* Aufgabe 1
Gib aus dem Textauszug über Open Banking den Abschnitt von „Seither versucht die“ bis einschließlich „verweigern oder erschweren.“ wortgetreu aus.
* Aufgabe 2
Führe den Text über Open Banking in der EU und der Schweiz nach seinem letzten Satz weiter.

* Textauszug
Die Definition von Open Banking in der EU

Die Analyse von Juniper bezieht sich nicht auf die Schweiz, sondern auf die Bankenlandschaft in der EU. Mit der PSD2 (erweiterte Zahlungsdienste-Richtlinie) hat das Europäische Parlament sämtliche Banken in der EU verpflichtet, Drittanbietern über APIs den Zugriff auf die Konten ihrer Kunden zu öffnen, um Innovationen innerhalb von Open Banking zu ermöglichen. Dadurch können Drittparteien, natürlich mit dem Einverständnis der jeweiligen Kunden, bei jeder Bank Kontoinformationen abholen oder direkte Zahlungen auslösen. Die PSD2 regelt die Verfahren und Standards und ist, nach einigen Geburtswehen und Anlaufschwierigkeiten, seit September 2019 in Europa in Kraft und Anwendung.

Die Definition von Open Banking in der Schweiz

Als Nicht-EU-Land ist die Schweiz der PSD2 nicht unterstellt. Das Thema Open Banking, bald schon erweitert durch Open Finance, ist in der Schweiz sehr zaghaft diskutiert worden. Nach eher grossen Widerständen hat sich die Schweizerische Bankiervereinigung (SBVg) dem Thema geöffnet und hat erstmals im Februar 2020 Open Banking gewissermassen offiziell als Chance für den Finanzplatz deklariert.

Seither versucht die SBVg mit verschiedenen Initiativen und Aufklärungsarbeit, Open Banking und Open Finance auch in der Schweiz einen Platz zu geben. Die Banken bleiben, mit wenigen Ausnahmen, zurückhaltend und definieren "Open" eher als Einbahnstrasse. In dem Sinne, als die jeweilige Bank nur ausgewählten und handverlesenen Partnern und FinTechs Zugriff auf Konten und Kontoinformationen gewährt. Im Gegensatz zur EU, wo jede Drittpartei, welche die klar definierten Voraussetzungen erfüllt, ihr Recht auf entsprechende Zugriffe bei jeder Bank in Anspruch nehmen darf. Ohne Ausnahme, die Bank darf den Zugriff nicht verweigern oder erschweren.

Datensätze zur Positionsbestimmung
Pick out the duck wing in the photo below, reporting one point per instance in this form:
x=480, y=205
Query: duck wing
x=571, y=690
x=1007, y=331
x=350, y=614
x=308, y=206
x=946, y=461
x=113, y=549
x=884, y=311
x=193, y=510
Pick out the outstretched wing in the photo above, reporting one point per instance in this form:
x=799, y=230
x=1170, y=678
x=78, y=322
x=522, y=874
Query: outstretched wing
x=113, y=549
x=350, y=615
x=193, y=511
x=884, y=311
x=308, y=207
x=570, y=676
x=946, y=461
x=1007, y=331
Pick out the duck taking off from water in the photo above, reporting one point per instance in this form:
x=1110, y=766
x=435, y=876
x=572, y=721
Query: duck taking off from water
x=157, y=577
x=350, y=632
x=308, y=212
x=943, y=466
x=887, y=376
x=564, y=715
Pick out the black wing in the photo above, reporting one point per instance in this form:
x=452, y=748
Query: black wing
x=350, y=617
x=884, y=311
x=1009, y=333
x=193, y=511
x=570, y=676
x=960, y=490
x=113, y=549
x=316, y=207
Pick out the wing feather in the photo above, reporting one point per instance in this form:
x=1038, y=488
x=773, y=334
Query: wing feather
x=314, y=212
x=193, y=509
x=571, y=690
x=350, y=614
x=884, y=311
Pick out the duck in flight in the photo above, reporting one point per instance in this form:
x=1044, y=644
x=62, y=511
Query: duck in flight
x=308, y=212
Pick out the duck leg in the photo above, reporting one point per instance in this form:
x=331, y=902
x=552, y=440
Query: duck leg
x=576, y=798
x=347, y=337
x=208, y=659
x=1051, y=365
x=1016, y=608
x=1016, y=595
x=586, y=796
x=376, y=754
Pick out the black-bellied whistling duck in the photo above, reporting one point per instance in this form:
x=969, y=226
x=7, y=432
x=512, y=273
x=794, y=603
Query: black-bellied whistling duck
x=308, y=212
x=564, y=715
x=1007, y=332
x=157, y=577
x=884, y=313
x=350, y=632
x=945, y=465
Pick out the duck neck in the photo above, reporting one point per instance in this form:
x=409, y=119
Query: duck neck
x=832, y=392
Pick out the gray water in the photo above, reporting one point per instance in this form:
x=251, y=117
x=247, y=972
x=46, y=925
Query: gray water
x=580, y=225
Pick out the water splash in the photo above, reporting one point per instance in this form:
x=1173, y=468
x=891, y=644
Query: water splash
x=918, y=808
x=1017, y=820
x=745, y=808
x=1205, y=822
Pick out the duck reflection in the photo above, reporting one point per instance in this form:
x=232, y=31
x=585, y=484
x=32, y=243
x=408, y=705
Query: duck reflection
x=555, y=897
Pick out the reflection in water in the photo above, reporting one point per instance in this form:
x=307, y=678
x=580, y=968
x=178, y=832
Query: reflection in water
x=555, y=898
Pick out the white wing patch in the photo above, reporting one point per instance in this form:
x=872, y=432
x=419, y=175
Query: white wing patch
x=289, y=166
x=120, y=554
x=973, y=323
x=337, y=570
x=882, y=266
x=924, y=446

* Endgültige Antwort 1
Seither versucht die SBVg mit verschiedenen Initiativen und Aufklärungsarbeit, Open Banking und Open Finance auch in der Schweiz einen Platz zu geben. Die Banken bleiben, mit wenigen Ausnahmen, zurückhaltend und definieren "Open" eher als Einbahnstrasse. In dem Sinne, als die jeweilige Bank nur ausgewählten und handverlesenen Partnern und FinTechs Zugriff auf Konten und Kontoinformationen gewährt. Im Gegensatz zur EU, wo jede Drittpartei, welche die klar definierten Voraussetzungen erfüllt, ihr Recht auf entsprechende Zugriffe bei jeder Bank in Anspruch nehmen darf. Ohne Ausnahme, die Bank darf den Zugriff nicht verweigern oder erschweren.

* Endgültige Antwort 2
Diese in der Schweiz sehr restriktive Auslegung von "Open" lässt eine Entwicklung in der Breite nicht zu und verhindert mögliche Innovationen auf allen Seiten. Die Aversion der Banken gegenüber der Öffnung ist nachvollziehbar, für deren Ambivalenz ist sogar ein neuer Begriff kreiert worden: das Open Banking-Paradoxon. Dieses Paradoxon bezeichnet die neuen und wachsenden Wünsche von Kunden, welche nicht mehr zum Angebot ihrer mauernden Hausbank passen.

Die verteidigten Bastionen sind auf Dauer allerdings nicht zu halten, die Zeichen der Zeit sprechen eine völlig andere und klare Sprache. Deshalb hat die EU nicht auf Freiwilligkeit gesetzt, sondern eine Verordnung geschaffen, welche den Banken keine Wahl lässt. Sämtliche Banken in der EU sind verpflichtet, die PSD2 umzusetzen, um Innovationen nicht auszubremsen.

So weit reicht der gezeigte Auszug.